§ Brief A:
Answer these questions from the forum thread about ordering transfers from SEMO.
(i) What phone number does larry give for further questions?
(ii) According to wormil, what determines how many images fit on a sheet?
(iii) How did Human1 contact Larry?

§ Reading passage:

● ● ● ● ● ● ●

# Newbie need help ganging with Semo



## YahignessTshirts (Jul 5, 2012)

Im new to the tshirt business and im planning on ordering custom plasitol transfers that i have designs for and need help with how to order and how to gang on a sheet! Whats the size paper Semo uses and how many images can you gang on a sheet? Thanks and im looking forward to your comments and answers!!


----------



## larry (Mar 6, 2007)

YahignessTshirts said:


> Im new to the tshirt business and im planning on ordering custom plasitol transfers that i have designs for and need help with how to order and how to gang on a sheet! Whats the size paper Semo uses and how many images can you gang on a sheet? Thanks and im looking forward to your comments and answers!!


First pick a size paper you want and then layout your art work. Most companies offer different size paper so it's up to your needs to layout it out. If you still have questions please feel free to call me at 1-800-749-6933

[email protected]


----------



## Human1 (Jun 1, 2012)

Larry, i sent a message via your contact section of he website. I hope you guys can help me through the process. Im totally new to this. Waiting to hear back now.


----------



## wormil (Jan 7, 2008)

YahignessTshirts said:


> IWhats the size paper Semo uses and how many images can you gang on a sheet? Thanks and im looking forward to your comments and answers!!


Sizes and prices here:
SEMO Imprints - Pricing

How many depends on the size of the image.


----------



## coreyalderin (Apr 30, 2012)

You can probably get most of your questions answered on their website but you can always contact SEMO directly. They have the best customer service I have ever experienced.


----------



## YahignessTshirts (Jul 5, 2012)

Thanks for the help my fellow forum people!!


----------

● ● ● ● ● ● ●

§ Source material:
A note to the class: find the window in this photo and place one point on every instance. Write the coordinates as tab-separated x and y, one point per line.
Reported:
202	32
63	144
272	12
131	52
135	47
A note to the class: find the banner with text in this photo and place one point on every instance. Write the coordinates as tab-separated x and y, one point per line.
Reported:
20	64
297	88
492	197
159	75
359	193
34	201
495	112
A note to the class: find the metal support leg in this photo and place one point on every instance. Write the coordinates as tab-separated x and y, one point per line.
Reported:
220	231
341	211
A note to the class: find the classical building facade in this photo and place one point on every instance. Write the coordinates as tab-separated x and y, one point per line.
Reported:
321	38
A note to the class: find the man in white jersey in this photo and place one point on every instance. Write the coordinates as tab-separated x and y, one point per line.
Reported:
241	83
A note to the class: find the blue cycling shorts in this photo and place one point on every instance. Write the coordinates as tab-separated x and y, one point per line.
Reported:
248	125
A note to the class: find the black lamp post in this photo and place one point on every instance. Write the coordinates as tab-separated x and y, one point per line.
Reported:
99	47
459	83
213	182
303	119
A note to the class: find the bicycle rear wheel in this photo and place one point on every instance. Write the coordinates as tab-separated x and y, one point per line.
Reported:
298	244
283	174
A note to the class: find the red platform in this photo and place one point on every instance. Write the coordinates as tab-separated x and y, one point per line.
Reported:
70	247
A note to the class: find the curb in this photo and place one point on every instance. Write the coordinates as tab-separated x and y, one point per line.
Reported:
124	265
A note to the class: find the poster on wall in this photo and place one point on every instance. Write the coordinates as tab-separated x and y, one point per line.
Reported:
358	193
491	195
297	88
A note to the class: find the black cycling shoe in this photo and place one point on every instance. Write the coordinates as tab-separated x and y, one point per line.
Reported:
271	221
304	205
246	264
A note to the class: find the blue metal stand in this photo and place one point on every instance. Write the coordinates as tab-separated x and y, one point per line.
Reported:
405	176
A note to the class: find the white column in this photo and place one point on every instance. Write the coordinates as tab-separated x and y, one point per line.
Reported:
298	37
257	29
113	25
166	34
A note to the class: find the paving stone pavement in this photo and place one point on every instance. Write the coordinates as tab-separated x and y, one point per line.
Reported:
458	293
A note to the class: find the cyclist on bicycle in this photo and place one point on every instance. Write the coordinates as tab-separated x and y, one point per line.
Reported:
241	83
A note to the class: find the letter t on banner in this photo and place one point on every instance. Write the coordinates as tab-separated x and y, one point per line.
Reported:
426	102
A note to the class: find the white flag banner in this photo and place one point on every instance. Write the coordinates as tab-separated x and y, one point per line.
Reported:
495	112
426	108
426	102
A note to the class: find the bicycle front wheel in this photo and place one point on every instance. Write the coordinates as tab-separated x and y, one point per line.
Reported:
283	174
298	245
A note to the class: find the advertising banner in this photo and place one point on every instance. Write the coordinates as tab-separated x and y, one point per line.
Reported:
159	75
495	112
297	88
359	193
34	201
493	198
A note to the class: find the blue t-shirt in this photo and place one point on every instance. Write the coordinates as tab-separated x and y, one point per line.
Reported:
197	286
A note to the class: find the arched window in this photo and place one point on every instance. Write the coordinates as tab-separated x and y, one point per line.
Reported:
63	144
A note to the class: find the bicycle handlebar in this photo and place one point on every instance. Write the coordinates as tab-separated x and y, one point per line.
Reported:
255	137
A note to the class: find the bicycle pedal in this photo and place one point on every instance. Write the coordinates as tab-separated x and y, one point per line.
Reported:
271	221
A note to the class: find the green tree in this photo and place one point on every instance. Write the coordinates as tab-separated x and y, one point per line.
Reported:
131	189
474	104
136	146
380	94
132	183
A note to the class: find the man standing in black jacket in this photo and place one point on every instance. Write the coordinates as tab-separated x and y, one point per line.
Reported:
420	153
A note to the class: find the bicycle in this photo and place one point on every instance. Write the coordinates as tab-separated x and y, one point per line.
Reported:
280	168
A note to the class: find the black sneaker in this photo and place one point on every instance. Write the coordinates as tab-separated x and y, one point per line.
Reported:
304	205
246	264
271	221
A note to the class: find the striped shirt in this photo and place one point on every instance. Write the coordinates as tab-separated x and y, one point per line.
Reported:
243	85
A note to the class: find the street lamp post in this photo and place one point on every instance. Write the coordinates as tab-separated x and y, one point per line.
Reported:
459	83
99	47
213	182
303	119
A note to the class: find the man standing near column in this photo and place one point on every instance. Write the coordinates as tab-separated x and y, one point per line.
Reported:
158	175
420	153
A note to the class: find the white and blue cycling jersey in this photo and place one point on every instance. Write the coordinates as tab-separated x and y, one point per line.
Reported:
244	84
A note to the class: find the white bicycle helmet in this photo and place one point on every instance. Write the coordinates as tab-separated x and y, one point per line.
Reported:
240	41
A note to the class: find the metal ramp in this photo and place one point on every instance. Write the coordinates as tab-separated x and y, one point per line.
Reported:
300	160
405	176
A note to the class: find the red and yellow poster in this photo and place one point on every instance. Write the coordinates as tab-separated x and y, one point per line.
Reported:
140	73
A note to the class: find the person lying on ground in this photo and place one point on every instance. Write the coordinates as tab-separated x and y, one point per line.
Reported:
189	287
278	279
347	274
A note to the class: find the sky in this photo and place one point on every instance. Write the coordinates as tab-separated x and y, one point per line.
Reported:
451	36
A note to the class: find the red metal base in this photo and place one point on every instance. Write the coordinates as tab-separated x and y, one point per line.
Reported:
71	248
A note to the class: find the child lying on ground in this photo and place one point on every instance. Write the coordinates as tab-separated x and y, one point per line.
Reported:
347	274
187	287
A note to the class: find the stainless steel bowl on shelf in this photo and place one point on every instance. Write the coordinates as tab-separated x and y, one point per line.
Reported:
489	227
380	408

● ● ● ● ● ● ●

§ Brief B:
Collect every line of the records that contains the word "window".

§ Written response A:
(i) 1-800-749-6933
(ii) The size of the image.
(iii) By sending a message through the contact section of the website.

§ Written response B:
A note to the class: find the window in this photo and place one point on every instance. Write the coordinates as tab-separated x and y, one point per line.
A note to the class: find the arched window in this photo and place one point on every instance. Write the coordinates as tab-separated x and y, one point per line.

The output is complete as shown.